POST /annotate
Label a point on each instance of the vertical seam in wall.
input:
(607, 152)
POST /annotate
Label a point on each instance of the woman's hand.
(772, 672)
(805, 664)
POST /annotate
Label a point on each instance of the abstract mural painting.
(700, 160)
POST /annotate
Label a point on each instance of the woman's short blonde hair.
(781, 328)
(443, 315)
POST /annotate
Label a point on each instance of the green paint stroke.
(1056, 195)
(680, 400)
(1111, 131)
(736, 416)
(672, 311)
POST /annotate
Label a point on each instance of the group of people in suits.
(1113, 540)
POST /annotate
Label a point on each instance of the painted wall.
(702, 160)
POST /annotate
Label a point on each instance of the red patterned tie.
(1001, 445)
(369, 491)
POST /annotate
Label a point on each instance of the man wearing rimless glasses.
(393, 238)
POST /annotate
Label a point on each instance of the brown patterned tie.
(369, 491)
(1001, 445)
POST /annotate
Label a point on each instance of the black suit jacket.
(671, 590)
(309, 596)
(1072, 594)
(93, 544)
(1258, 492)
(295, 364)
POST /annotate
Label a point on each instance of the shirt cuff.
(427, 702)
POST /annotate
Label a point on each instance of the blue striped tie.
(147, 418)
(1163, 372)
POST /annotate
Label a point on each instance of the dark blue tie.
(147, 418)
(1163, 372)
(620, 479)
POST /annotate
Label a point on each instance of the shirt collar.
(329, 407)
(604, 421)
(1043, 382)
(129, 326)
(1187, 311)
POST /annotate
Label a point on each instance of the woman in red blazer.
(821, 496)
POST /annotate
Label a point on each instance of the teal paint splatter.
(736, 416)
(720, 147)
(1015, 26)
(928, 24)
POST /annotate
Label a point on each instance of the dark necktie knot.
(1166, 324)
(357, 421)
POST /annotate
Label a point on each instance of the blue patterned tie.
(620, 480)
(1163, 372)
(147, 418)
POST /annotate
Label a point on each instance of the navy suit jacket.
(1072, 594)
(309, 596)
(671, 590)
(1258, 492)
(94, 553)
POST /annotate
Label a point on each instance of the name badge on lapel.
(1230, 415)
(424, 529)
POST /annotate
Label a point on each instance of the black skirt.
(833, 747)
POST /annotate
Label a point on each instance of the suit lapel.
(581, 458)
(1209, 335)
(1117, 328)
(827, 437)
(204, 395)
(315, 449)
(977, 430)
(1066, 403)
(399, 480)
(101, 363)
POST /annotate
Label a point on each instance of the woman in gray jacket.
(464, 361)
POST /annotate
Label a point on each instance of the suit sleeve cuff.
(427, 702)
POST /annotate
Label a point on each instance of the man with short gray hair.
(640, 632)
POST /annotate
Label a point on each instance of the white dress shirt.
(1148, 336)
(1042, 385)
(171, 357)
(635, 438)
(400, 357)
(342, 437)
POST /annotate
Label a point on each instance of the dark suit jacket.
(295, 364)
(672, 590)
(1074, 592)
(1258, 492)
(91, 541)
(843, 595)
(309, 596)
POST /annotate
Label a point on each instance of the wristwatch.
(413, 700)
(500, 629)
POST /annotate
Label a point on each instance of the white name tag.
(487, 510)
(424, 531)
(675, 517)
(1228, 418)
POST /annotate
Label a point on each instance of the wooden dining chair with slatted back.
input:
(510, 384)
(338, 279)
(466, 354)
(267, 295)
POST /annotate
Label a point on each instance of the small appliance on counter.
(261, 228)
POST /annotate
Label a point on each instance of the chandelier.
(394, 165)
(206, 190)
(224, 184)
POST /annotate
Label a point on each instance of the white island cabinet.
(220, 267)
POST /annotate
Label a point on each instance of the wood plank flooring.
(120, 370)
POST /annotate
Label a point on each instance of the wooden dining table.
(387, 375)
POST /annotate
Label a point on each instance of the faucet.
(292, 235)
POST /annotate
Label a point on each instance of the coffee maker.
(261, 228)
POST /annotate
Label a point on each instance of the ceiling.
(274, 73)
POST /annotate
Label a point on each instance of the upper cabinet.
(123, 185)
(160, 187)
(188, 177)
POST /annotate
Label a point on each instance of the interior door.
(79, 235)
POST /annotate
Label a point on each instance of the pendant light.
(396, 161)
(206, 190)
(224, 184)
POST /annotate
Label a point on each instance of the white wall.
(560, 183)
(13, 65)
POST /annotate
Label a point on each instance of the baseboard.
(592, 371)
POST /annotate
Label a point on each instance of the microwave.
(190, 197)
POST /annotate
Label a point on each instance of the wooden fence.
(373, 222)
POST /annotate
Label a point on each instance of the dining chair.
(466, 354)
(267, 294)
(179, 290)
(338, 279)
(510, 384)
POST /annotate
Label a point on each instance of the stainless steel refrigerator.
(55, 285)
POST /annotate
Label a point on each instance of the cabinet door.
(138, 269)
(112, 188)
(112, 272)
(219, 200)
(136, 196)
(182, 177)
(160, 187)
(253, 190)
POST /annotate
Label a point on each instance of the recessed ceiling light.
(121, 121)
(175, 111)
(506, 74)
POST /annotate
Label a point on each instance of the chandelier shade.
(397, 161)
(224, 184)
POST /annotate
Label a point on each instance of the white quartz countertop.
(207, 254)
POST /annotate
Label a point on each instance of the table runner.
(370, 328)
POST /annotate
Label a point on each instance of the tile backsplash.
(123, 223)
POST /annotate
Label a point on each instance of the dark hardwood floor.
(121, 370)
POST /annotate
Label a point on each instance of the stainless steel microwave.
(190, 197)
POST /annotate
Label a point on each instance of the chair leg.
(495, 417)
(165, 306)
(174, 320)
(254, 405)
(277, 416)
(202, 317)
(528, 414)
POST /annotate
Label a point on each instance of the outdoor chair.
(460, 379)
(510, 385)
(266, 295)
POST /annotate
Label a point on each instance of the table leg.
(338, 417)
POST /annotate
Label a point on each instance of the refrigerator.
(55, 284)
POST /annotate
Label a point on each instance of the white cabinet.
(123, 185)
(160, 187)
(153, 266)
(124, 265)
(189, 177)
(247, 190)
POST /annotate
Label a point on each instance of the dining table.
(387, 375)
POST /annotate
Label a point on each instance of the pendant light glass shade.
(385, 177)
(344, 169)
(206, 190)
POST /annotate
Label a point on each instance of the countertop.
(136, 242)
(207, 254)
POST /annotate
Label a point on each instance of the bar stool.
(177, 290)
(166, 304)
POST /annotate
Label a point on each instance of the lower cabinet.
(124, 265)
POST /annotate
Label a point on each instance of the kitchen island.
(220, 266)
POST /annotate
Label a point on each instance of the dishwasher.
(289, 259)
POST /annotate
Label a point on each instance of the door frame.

┄┄┄┄┄┄

- **WORK INSTRUCTIONS**: Write out every line of the records above as a numbered list, leaving out any blank lines.

- **PROBLEM SOLUTION**:
1. POST /annotate
2. Label a point on each instance of the vertical seam in wall.
3. input:
4. (607, 152)
5. POST /annotate
6. Label a point on each instance of the woman's hand.
7. (772, 672)
8. (805, 664)
9. POST /annotate
10. Label a point on each instance of the abstract mural painting.
11. (700, 160)
12. POST /annotate
13. Label a point on each instance of the woman's short blonde hair.
14. (781, 328)
15. (443, 315)
16. POST /annotate
17. Label a point on each instance of the green paint stroke.
18. (1056, 195)
19. (680, 400)
20. (1111, 131)
21. (736, 416)
22. (672, 311)
23. POST /annotate
24. Label a point on each instance of the group of people in suits.
25. (1113, 540)
26. POST /annotate
27. Label a point on each instance of the painted wall.
28. (702, 160)
29. POST /annotate
30. Label a point on each instance of the red patterned tie.
31. (1001, 445)
32. (369, 491)
33. POST /annotate
34. Label a point on each instance of the man wearing rimless glasses.
35. (393, 238)
36. POST /annotate
37. Label a point on each instance of the brown patterned tie.
38. (369, 491)
39. (1001, 445)
40. POST /annotate
41. Label a point on each instance of the black suit jacket.
42. (671, 590)
43. (309, 596)
44. (1072, 594)
45. (93, 544)
46. (1258, 492)
47. (295, 364)
48. POST /annotate
49. Label a point on each instance of the shirt cuff.
50. (427, 702)
51. POST /annotate
52. Label a point on each instance of the blue striped tie.
53. (147, 418)
54. (1163, 372)
55. POST /annotate
56. Label a point on each instance of the dark blue tie.
57. (147, 418)
58. (1163, 372)
59. (620, 479)
60. POST /annotate
61. Label a point on each instance of the shirt collar.
62. (329, 407)
63. (604, 421)
64. (1043, 382)
65. (129, 326)
66. (1187, 311)
67. POST /annotate
68. Label a point on each instance of the woman in red blazer.
69. (821, 496)
70. POST /annotate
71. Label a point on each instance of the teal paint splatter.
72. (736, 416)
73. (720, 147)
74. (1015, 26)
75. (928, 24)
76. POST /annotate
77. Label a point on each instance of the dark necktie knot.
78. (1166, 324)
79. (357, 421)
80. POST /annotate
81. Label a point on each instance of the blue patterned tie.
82. (620, 480)
83. (1163, 372)
84. (147, 418)
85. POST /annotate
86. Label a point on each instance of the navy suit jacket.
87. (1072, 594)
88. (309, 596)
89. (671, 590)
90. (1258, 492)
91. (94, 553)
92. POST /annotate
93. Label a point on each instance of the name badge on lapel.
94. (1230, 415)
95. (424, 529)
96. POST /annotate
97. Label a point on each instance of the black skirt.
98. (833, 747)
99. POST /annotate
100. Label a point on each instance of the suit lapel.
101. (581, 458)
102. (1209, 335)
103. (1117, 328)
104. (827, 437)
105. (204, 395)
106. (315, 449)
107. (977, 430)
108. (1066, 403)
109. (399, 480)
110. (101, 363)
111. POST /annotate
112. Label a point on each instance of the woman in gray jacket.
113. (464, 361)
114. POST /annotate
115. Label a point on each instance of the suit sleeve cuff.
116. (427, 702)
117. POST /annotate
118. Label a point on each instance of the man with short gray hair.
119. (640, 632)
120. POST /annotate
121. Label a point on each instance of the white dress shirt.
122. (1148, 336)
123. (1042, 385)
124. (171, 357)
125. (635, 438)
126. (400, 357)
127. (342, 437)
128. POST /annotate
129. Label a point on each instance of the dark suit jacket.
130. (295, 364)
131. (672, 590)
132. (1074, 592)
133. (1258, 492)
134. (91, 541)
135. (843, 595)
136. (309, 596)
137. POST /annotate
138. Label a point on each instance of the wristwatch.
139. (413, 700)
140. (500, 629)
141. POST /annotate
142. Label a point on each instance of the white name tag.
143. (487, 510)
144. (424, 531)
145. (675, 517)
146. (1228, 418)
147. POST /annotate
148. Label a point on each instance of the wooden dining chair with slatted back.
149. input:
150. (510, 384)
151. (338, 279)
152. (466, 354)
153. (267, 295)
154. POST /annotate
155. Label a point on each instance of the small appliance on counter.
156. (261, 228)
157. POST /annotate
158. Label a point on each instance of the chandelier.
159. (394, 165)
160. (206, 190)
161. (224, 184)
162. POST /annotate
163. Label a point on each instance of the white island cabinet.
164. (220, 267)
165. POST /annotate
166. Label a point on each instance of the wood plank flooring.
167. (120, 370)
168. POST /annotate
169. Label a point on each instance of the wooden dining table.
170. (387, 375)
171. POST /annotate
172. Label a point on each instance of the faucet.
173. (292, 235)
174. POST /annotate
175. Label a point on each instance of the coffee maker.
176. (261, 228)
177. POST /annotate
178. Label a point on each instance of the ceiling.
179. (274, 73)
180. POST /annotate
181. Label a point on each instance of the upper cabinet.
182. (123, 185)
183. (160, 187)
184. (188, 177)
185. POST /annotate
186. Label a point on each instance of the interior door.
187. (79, 235)
188. POST /annotate
189. Label a point on each instance of the pendant light.
190. (396, 161)
191. (206, 190)
192. (224, 184)
193. POST /annotate
194. Label a point on each instance of the white wall.
195. (560, 183)
196. (13, 65)
197. POST /annotate
198. Label a point on each instance of the baseboard.
199. (592, 371)
200. POST /annotate
201. Label a point on each instance of the microwave.
202. (190, 197)
203. POST /annotate
204. Label a point on each instance of the wooden fence.
205. (373, 222)
206. POST /annotate
207. Label a point on each instance of the dining chair.
208. (466, 354)
209. (267, 294)
210. (179, 290)
211. (338, 279)
212. (510, 384)
213. POST /annotate
214. Label a point on each instance of the stainless steel refrigerator.
215. (55, 285)
216. POST /annotate
217. Label a point on each instance of the cabinet door.
218. (138, 269)
219. (112, 188)
220. (112, 272)
221. (219, 200)
222. (136, 196)
223. (182, 177)
224. (160, 187)
225. (253, 190)
226. POST /annotate
227. Label a point on each instance of the recessed ceiling light.
228. (121, 121)
229. (175, 111)
230. (506, 74)
231. POST /annotate
232. Label a point on each instance of the chandelier shade.
233. (397, 161)
234. (224, 184)
235. POST /annotate
236. Label a point on each instance of the white quartz countertop.
237. (207, 254)
238. POST /annotate
239. Label a point on each instance of the table runner.
240. (370, 328)
241. POST /annotate
242. Label a point on each instance of the tile backsplash.
243. (123, 223)
244. POST /annotate
245. Label a point on each instance of the dark hardwood floor.
246. (121, 370)
247. POST /annotate
248. Label a point on each instance of the stainless steel microwave.
249. (190, 197)
250. POST /annotate
251. Label a point on each instance of the chair leg.
252. (495, 417)
253. (165, 306)
254. (174, 320)
255. (254, 405)
256. (277, 416)
257. (202, 317)
258. (528, 414)
259. POST /annotate
260. Label a point on each instance of the outdoor chair.
261. (460, 379)
262. (510, 385)
263. (266, 295)
264. POST /annotate
265. Label a point on each instance of the table leg.
266. (338, 417)
267. POST /annotate
268. Label a point on each instance of the refrigerator.
269. (55, 284)
270. POST /annotate
271. Label a point on each instance of the white cabinet.
272. (123, 185)
273. (160, 187)
274. (153, 266)
275. (124, 265)
276. (189, 177)
277. (247, 190)
278. POST /annotate
279. Label a point on each instance of the dining table.
280. (387, 375)
281. POST /annotate
282. Label a point on each instance of the pendant light glass shade.
283. (385, 177)
284. (344, 169)
285. (206, 190)
286. POST /annotate
287. Label a point on each instance of the countertop.
288. (136, 242)
289. (207, 254)
290. POST /annotate
291. Label a point on each instance of the bar stool.
292. (177, 290)
293. (166, 304)
294. POST /annotate
295. Label a point on each instance of the lower cabinet.
296. (124, 265)
297. POST /annotate
298. Label a point on each instance of the kitchen island.
299. (220, 266)
300. POST /annotate
301. Label a point on each instance of the dishwasher.
302. (289, 259)
303. POST /annotate
304. Label a point on each instance of the door frame.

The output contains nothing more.